* **Reading passage**
'''
  • Daughter both wants to rescue these guys and yet hasn't come up with a rescue plan for herself. 

    Sounds like the tough love is working. 
  • Why should daughter change when she knows she can come home?  Mom and dad will provide money, cars, shelter, etc. no matter how many times she blows her life up and won't hold her to any real, permanent consequences.  LW needs to let daughter figure it out for once because she's 30 going on 13 currently.  

    If LW really can't stand letting daughter bottom out, then they need to come up with some rules and boundaries and stick to them. But for real, it's time for daughter to stand on her own damn feet. 

    At this point, I'm not sure if it matters if there's mental health issues if daughter won't address them and she's not a danger to others or herself.   It sucks, but those issues can be just as harmful and destructive as dealing with an substance dependency (which also wades into mental health too, but you know...). 

  • It ends when you stop enabling it. 
  • Also, is it me or is the LW also completely misguided here? 

    This isn't just bad taste in men.  
    She is making piss poor financial decisions with no accountability AND in addition to picking "creeps" it also appears that she is also loathe to consider the bounds of trust and appropriateness that exist between family.  

    So the daughter isn't just someone who has bad taste in men.  She's unaccountable all around. 
  • mrsconn23mrsconn23 member
    Knottie Warrior 10000 Comments 500 Love Its First Answer
    edited August 2021
    Exactly, @banana468.  LW has been blaming the wrong people for their daughter's lifestyle and issues.  While it's not the most delicate way to deal with it, telling daughter she's the common denominator in her problems is entirely correct.  Keep going with that feeling, LW. 
  • I get it.  I hope that I continue to have the backbone of tough love with my kids because while you want to "fix" their issues it doesn't help when you see it's a repeated pattern of behavior.

    I'm not sure if I told this story but years ago when DH and I were engaged and living together we were falling asleep on Halloween in our condo and our bedroom was street facing.  The TV was on and we heard a car racing followed by a crash.  In our grogginess we realized it was NOT the TV but someone drove into our neighbor's car that was parked on the street.
'''
* **Exercise requirements**
From the comment thread about the letter writer's daughter, list the things it says mom and dad will provide to her.

* **Given entries**
'''
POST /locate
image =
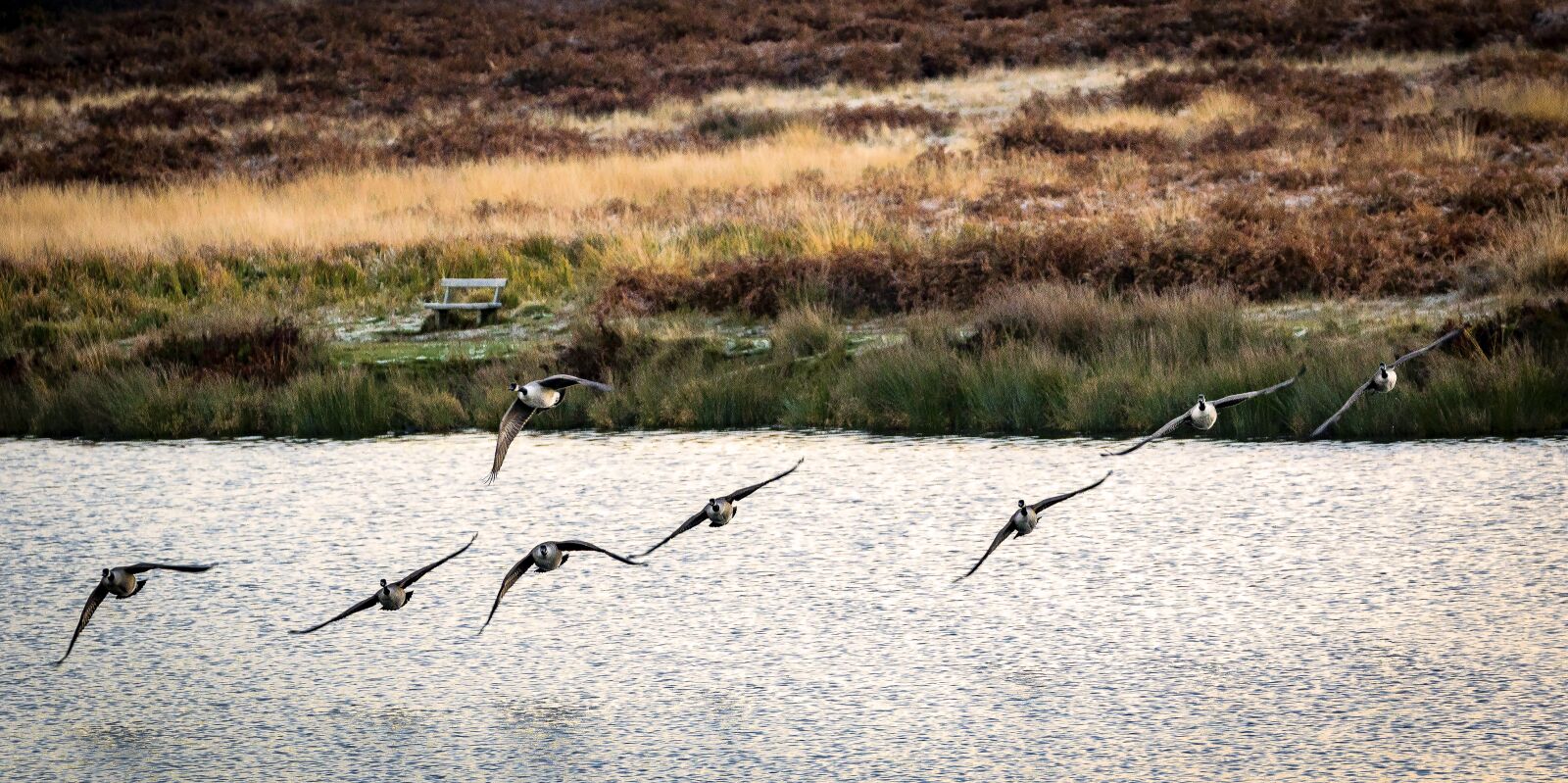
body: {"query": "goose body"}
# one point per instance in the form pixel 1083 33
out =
pixel 1026 519
pixel 1204 413
pixel 1382 380
pixel 391 595
pixel 1385 378
pixel 120 582
pixel 532 397
pixel 546 558
pixel 537 396
pixel 720 511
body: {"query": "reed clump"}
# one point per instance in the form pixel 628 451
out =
pixel 1043 360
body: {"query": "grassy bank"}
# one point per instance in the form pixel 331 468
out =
pixel 1039 362
pixel 1029 250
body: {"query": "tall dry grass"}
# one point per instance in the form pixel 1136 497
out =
pixel 399 208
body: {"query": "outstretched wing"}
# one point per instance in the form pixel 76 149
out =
pixel 562 381
pixel 1418 352
pixel 1054 499
pixel 684 527
pixel 744 491
pixel 506 584
pixel 361 606
pixel 410 579
pixel 512 422
pixel 140 568
pixel 1157 433
pixel 584 547
pixel 1238 399
pixel 86 613
pixel 995 543
pixel 1341 412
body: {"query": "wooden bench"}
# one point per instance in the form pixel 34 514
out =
pixel 447 284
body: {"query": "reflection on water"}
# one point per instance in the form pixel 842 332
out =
pixel 1217 611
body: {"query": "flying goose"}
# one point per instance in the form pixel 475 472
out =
pixel 1204 413
pixel 122 582
pixel 532 397
pixel 1380 381
pixel 1026 518
pixel 720 511
pixel 392 595
pixel 546 558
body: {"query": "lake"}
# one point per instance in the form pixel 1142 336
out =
pixel 1214 612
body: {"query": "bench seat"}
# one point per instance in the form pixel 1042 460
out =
pixel 447 284
pixel 462 305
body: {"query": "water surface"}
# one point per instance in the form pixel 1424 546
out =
pixel 1214 612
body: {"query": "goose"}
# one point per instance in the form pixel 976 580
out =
pixel 122 582
pixel 392 595
pixel 1382 381
pixel 546 558
pixel 532 397
pixel 1026 518
pixel 1204 413
pixel 720 511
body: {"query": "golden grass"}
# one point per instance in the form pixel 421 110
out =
pixel 41 109
pixel 1534 248
pixel 1454 143
pixel 987 93
pixel 1536 99
pixel 1211 109
pixel 399 208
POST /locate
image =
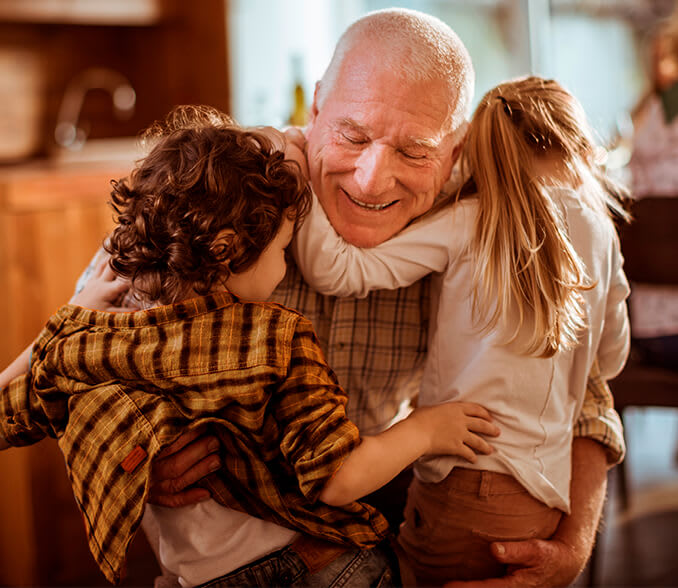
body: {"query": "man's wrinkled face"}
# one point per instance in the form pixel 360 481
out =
pixel 379 150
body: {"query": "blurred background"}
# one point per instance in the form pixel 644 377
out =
pixel 80 78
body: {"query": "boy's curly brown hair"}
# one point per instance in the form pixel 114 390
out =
pixel 202 205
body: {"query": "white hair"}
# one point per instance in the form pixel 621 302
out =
pixel 414 46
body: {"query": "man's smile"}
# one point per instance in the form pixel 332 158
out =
pixel 366 205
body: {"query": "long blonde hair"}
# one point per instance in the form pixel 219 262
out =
pixel 525 266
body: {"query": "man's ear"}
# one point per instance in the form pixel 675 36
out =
pixel 313 111
pixel 460 138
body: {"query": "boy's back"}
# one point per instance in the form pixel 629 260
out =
pixel 116 388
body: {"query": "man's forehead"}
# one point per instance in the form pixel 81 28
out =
pixel 424 138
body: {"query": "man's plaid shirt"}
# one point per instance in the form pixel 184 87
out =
pixel 377 346
pixel 116 388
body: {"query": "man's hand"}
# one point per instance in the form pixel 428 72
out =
pixel 532 563
pixel 103 289
pixel 190 458
pixel 558 561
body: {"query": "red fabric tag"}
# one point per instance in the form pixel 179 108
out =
pixel 133 459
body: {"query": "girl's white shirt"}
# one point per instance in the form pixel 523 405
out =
pixel 534 401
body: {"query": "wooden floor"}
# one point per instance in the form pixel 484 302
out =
pixel 639 545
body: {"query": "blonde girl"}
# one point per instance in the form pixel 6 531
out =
pixel 529 294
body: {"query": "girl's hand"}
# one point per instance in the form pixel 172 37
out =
pixel 103 290
pixel 455 428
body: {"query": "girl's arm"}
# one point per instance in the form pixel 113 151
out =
pixel 334 267
pixel 614 345
pixel 452 429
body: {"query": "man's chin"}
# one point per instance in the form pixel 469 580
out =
pixel 366 237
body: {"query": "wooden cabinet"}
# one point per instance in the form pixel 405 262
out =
pixel 52 220
pixel 171 51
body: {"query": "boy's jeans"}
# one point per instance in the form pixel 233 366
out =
pixel 374 567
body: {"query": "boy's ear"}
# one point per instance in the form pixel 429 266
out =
pixel 224 240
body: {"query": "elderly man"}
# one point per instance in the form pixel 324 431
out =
pixel 386 126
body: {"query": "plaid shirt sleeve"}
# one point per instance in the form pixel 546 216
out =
pixel 17 411
pixel 318 436
pixel 599 420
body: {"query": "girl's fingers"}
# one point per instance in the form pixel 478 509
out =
pixel 478 444
pixel 475 410
pixel 479 425
pixel 467 453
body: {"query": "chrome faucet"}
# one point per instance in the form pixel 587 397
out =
pixel 68 133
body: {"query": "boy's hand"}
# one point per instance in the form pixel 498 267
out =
pixel 103 289
pixel 455 428
pixel 296 148
pixel 190 458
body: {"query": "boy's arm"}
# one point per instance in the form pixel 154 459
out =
pixel 598 420
pixel 615 340
pixel 334 267
pixel 18 367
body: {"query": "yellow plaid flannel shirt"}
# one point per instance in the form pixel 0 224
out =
pixel 377 347
pixel 116 388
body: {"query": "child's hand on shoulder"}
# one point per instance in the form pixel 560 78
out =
pixel 295 148
pixel 457 428
pixel 103 290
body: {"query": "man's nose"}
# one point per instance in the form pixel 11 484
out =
pixel 375 170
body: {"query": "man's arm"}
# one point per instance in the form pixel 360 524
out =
pixel 558 561
pixel 598 445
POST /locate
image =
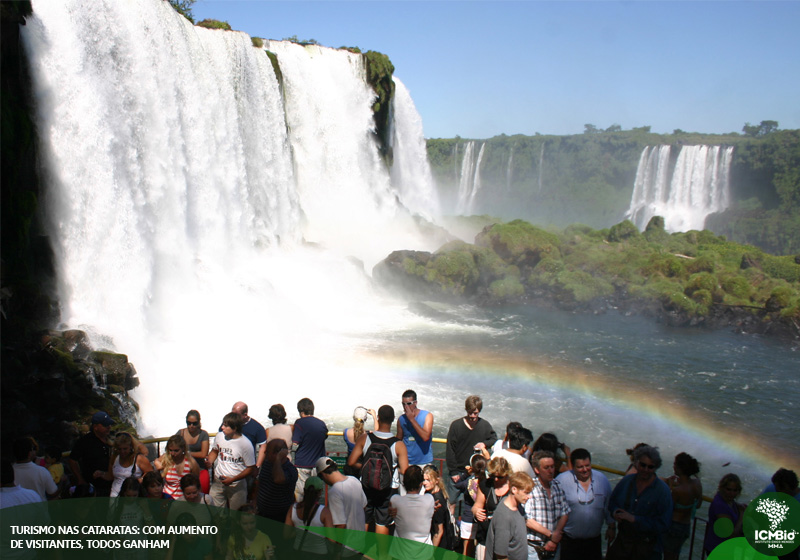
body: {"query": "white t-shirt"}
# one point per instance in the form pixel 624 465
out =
pixel 347 501
pixel 412 522
pixel 518 462
pixel 235 455
pixel 33 477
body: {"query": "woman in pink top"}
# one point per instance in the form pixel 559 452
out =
pixel 175 464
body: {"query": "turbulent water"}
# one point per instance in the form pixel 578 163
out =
pixel 221 231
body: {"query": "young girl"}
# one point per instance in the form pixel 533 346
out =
pixel 175 464
pixel 309 513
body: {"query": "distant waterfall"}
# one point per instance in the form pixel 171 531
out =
pixel 470 179
pixel 180 189
pixel 411 172
pixel 685 193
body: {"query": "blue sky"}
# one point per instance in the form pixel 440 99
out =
pixel 482 68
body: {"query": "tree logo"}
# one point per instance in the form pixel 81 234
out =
pixel 772 524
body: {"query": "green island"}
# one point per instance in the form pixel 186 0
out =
pixel 683 279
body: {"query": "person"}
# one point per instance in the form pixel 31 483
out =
pixel 90 455
pixel 587 492
pixel 469 528
pixel 308 437
pixel 415 429
pixel 724 506
pixel 518 441
pixel 381 458
pixel 247 542
pixel 12 495
pixel 641 504
pixel 279 429
pixel 463 436
pixel 30 475
pixel 414 513
pixel 125 462
pixel 433 485
pixel 198 443
pixel 549 442
pixel 175 464
pixel 351 435
pixel 490 492
pixel 158 500
pixel 503 443
pixel 192 497
pixel 784 481
pixel 233 457
pixel 309 513
pixel 547 512
pixel 507 535
pixel 629 452
pixel 346 498
pixel 687 496
pixel 251 428
pixel 276 482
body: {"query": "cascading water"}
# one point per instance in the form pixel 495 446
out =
pixel 684 194
pixel 470 179
pixel 411 172
pixel 178 211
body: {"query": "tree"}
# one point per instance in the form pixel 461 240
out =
pixel 761 130
pixel 184 7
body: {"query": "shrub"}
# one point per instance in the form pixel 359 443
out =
pixel 214 24
pixel 622 231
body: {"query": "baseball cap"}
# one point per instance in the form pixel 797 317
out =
pixel 102 418
pixel 323 463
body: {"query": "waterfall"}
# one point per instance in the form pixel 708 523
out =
pixel 683 193
pixel 470 179
pixel 411 172
pixel 180 190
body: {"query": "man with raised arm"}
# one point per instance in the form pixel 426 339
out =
pixel 466 434
pixel 415 429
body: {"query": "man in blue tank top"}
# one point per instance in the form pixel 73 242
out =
pixel 415 428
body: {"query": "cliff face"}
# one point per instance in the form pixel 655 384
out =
pixel 589 179
pixel 51 380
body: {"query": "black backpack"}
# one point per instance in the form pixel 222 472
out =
pixel 376 467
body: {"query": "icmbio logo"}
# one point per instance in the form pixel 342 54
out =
pixel 772 524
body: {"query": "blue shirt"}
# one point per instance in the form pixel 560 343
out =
pixel 588 509
pixel 309 434
pixel 652 508
pixel 419 452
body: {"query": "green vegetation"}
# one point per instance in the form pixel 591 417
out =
pixel 695 277
pixel 184 7
pixel 214 24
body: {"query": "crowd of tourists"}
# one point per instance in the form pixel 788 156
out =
pixel 493 497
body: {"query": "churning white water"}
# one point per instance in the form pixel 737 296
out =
pixel 685 193
pixel 181 192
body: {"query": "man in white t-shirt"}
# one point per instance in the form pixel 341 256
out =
pixel 518 441
pixel 347 501
pixel 29 475
pixel 234 459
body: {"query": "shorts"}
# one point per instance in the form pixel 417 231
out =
pixel 675 536
pixel 377 508
pixel 468 530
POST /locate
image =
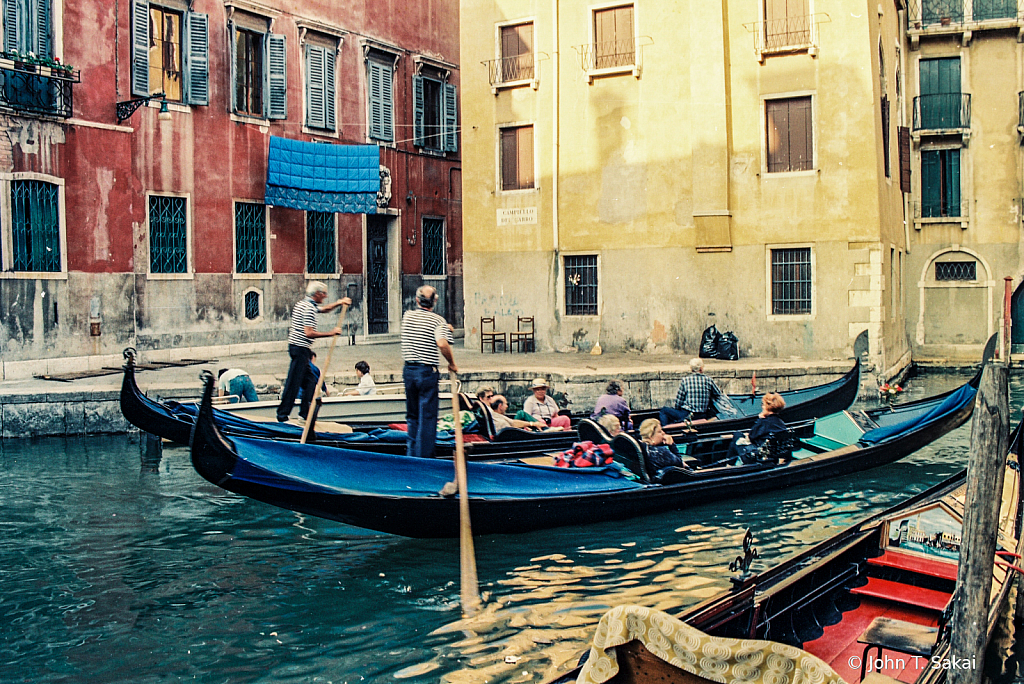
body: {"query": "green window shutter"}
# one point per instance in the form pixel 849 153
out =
pixel 931 186
pixel 42 46
pixel 451 117
pixel 315 116
pixel 381 102
pixel 418 113
pixel 140 47
pixel 278 77
pixel 10 14
pixel 952 182
pixel 329 94
pixel 197 66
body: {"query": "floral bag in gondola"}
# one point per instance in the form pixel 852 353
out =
pixel 584 455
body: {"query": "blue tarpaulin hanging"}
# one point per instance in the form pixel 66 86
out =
pixel 323 177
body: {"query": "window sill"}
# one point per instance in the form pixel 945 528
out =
pixel 786 317
pixel 321 132
pixel 613 71
pixel 33 275
pixel 170 276
pixel 790 174
pixel 508 85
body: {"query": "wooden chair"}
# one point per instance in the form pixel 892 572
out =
pixel 523 335
pixel 489 336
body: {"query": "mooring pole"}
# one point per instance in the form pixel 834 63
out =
pixel 989 429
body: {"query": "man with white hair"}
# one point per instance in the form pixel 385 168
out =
pixel 300 339
pixel 693 400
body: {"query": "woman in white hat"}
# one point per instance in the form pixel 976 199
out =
pixel 543 408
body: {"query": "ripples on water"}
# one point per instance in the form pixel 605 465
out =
pixel 115 573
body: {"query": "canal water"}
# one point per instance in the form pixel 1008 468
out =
pixel 116 568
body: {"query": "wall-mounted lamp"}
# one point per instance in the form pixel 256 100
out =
pixel 128 108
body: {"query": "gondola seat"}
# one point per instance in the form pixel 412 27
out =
pixel 630 454
pixel 593 431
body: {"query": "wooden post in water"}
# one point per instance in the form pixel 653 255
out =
pixel 989 429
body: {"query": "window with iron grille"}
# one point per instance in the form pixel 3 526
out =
pixel 252 305
pixel 581 285
pixel 791 137
pixel 955 270
pixel 320 243
pixel 433 247
pixel 250 238
pixel 613 40
pixel 168 236
pixel 35 226
pixel 791 281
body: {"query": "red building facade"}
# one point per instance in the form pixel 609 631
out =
pixel 155 225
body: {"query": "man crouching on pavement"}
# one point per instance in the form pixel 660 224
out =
pixel 425 337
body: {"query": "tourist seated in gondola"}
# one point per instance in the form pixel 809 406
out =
pixel 499 404
pixel 610 423
pixel 694 399
pixel 662 452
pixel 612 403
pixel 543 408
pixel 744 445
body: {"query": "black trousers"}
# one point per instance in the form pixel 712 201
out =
pixel 298 376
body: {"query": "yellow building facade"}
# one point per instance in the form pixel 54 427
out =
pixel 631 168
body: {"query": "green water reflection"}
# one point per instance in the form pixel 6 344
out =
pixel 115 573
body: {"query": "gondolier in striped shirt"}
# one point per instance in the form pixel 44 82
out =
pixel 425 337
pixel 300 339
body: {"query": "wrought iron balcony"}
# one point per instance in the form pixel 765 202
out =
pixel 37 88
pixel 945 112
pixel 935 15
pixel 511 70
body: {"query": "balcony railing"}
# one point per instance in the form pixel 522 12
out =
pixel 509 70
pixel 37 88
pixel 945 112
pixel 926 14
'''
* **Answer for the task**
Money, cars, shelter